──────── Extracted records ────────

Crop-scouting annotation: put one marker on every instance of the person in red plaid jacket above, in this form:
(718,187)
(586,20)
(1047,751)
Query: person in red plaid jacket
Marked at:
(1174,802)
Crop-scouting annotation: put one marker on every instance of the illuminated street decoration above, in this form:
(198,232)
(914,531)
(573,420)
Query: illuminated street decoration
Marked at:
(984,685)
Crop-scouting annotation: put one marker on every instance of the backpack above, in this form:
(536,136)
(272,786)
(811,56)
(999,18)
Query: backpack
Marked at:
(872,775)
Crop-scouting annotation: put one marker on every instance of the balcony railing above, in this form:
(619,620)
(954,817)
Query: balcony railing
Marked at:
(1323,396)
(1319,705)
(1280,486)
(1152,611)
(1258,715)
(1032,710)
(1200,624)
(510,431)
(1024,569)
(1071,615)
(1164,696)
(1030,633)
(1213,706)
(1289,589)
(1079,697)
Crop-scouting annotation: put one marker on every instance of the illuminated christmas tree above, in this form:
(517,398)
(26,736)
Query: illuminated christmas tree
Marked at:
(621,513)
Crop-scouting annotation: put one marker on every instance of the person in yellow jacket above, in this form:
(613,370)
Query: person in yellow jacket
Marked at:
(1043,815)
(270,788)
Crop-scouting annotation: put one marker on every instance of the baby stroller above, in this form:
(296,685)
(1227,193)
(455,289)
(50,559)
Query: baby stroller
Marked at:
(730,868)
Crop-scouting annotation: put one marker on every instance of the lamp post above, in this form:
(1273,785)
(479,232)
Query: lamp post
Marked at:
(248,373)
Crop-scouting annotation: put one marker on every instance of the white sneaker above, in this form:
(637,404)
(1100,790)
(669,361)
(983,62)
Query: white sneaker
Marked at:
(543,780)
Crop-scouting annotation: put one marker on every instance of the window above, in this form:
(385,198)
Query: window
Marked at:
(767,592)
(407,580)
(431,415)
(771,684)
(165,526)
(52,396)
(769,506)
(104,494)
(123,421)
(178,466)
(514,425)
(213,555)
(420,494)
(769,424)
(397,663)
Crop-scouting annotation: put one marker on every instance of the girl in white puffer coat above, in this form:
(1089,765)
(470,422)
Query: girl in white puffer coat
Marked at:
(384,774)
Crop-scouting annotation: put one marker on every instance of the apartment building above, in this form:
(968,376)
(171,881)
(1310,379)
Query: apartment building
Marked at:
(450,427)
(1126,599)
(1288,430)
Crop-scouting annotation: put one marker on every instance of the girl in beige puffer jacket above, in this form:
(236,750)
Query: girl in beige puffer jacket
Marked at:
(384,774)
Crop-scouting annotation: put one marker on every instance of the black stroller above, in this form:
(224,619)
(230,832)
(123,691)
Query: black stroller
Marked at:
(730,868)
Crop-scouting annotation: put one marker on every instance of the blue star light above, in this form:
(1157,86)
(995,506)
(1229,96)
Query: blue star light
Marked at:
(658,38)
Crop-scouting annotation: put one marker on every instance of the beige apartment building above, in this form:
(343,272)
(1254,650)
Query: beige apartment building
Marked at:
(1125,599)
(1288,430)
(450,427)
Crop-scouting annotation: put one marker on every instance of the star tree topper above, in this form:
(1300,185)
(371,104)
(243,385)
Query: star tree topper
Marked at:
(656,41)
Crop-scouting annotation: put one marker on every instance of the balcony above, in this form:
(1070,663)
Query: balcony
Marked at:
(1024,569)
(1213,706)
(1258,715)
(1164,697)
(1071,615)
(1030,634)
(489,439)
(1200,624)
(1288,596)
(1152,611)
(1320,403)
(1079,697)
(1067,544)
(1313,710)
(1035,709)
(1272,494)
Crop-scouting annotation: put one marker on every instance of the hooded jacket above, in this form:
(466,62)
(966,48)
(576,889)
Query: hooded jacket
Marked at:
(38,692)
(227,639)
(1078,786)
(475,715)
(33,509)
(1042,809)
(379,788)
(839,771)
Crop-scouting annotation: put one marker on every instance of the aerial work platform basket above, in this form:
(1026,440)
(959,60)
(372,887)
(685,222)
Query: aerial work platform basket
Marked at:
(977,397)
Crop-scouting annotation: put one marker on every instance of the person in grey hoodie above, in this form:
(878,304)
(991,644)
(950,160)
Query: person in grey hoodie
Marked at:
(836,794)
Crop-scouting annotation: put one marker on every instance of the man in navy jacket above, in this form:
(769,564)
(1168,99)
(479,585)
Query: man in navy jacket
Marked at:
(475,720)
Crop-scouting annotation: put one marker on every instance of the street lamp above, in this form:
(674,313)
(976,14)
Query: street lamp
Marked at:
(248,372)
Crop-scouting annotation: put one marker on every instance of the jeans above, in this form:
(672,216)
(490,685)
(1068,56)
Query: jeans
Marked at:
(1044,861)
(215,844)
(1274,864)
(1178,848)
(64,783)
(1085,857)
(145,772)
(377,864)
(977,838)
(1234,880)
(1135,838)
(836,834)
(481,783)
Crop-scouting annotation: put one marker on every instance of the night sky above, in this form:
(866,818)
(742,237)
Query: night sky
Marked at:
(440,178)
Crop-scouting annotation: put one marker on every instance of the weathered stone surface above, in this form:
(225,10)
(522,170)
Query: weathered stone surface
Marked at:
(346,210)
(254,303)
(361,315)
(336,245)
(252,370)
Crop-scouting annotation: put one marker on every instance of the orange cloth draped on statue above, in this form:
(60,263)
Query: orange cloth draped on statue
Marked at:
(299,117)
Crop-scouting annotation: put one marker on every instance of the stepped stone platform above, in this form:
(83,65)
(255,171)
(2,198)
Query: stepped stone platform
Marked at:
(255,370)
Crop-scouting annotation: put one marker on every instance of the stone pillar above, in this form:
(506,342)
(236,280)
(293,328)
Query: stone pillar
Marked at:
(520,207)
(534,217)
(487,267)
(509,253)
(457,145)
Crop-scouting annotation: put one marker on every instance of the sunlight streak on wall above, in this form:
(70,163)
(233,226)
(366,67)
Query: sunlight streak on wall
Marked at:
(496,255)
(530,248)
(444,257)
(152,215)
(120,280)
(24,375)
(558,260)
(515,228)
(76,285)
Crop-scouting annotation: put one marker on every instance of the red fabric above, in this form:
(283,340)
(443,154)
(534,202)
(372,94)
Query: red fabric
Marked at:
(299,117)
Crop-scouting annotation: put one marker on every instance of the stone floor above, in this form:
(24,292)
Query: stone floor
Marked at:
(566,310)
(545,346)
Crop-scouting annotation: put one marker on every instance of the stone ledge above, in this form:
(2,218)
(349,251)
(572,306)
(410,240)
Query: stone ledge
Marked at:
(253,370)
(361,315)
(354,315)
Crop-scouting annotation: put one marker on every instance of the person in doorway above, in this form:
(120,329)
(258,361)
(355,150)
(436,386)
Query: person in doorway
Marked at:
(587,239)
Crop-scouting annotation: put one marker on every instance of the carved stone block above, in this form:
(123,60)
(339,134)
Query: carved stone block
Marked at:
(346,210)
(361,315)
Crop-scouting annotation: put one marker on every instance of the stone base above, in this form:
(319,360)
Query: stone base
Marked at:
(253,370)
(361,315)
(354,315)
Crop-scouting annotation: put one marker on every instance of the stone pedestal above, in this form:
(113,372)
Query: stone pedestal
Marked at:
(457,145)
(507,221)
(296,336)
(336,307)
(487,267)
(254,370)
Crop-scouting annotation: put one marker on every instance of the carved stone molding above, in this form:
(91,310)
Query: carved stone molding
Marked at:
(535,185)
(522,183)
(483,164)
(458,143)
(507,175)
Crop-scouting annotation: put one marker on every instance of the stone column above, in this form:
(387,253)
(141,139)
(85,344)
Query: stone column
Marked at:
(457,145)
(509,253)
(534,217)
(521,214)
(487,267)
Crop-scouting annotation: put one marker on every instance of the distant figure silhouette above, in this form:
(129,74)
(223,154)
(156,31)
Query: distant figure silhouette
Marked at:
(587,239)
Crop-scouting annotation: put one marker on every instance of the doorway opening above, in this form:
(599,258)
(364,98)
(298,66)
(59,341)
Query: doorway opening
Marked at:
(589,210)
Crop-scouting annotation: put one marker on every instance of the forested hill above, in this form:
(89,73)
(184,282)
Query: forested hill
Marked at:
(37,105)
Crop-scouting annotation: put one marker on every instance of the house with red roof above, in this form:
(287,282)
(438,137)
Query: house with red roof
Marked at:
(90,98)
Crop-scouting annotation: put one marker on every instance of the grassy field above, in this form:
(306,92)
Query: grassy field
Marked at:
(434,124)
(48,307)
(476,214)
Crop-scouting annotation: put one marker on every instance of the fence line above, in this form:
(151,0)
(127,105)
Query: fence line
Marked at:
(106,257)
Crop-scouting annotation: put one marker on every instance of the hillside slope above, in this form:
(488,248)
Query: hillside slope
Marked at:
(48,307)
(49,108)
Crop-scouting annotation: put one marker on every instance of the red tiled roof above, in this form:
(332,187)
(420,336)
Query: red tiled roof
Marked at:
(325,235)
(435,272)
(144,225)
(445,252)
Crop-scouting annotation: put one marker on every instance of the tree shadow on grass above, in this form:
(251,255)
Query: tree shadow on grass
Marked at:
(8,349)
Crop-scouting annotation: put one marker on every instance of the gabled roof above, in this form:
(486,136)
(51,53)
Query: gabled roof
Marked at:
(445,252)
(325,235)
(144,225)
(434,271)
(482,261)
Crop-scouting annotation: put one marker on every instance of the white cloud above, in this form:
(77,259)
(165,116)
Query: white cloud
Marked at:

────────

Extract every line from the one containing "of the house" to the end of the entries, including both of those lines, exactly as given and with nothing added.

■ Correct output
Crop-scouting annotation: put one marker on every instance of the house with red roof above, in this form:
(287,282)
(438,137)
Query: house with red roof
Marked at:
(90,98)
Crop-scouting annotation: put one marker on every instance of the grassy field above, in this form:
(306,92)
Query: grassy field
Marked at:
(434,124)
(48,307)
(476,214)
Crop-scouting annotation: put one marker on every instance of the fence line above, in this form:
(151,0)
(127,105)
Query: fence line
Marked at:
(106,257)
Crop-scouting annotation: put one marker on every instance of the hillside slope above, in this form:
(488,248)
Query: hillside slope
Marked at:
(48,307)
(49,108)
Crop-scouting annotation: put one marker on every instance of the red tiled roof above, in this form:
(332,187)
(420,336)
Query: red tiled roof
Marked at:
(325,235)
(435,272)
(144,225)
(445,252)
Crop-scouting annotation: put one marker on every instance of the tree shadow on grass above, in this form:
(251,255)
Query: tree shadow on grass
Marked at:
(8,349)
Crop-scouting annotation: put one marker on every instance of the gabled roof above, in this form:
(486,136)
(51,53)
Query: gabled roof
Marked at:
(445,252)
(325,235)
(144,225)
(434,271)
(482,261)
Crop-scouting annotation: put one marker on every instance of the white cloud above, in this form:
(77,259)
(165,116)
Query: white cloud
Marked at:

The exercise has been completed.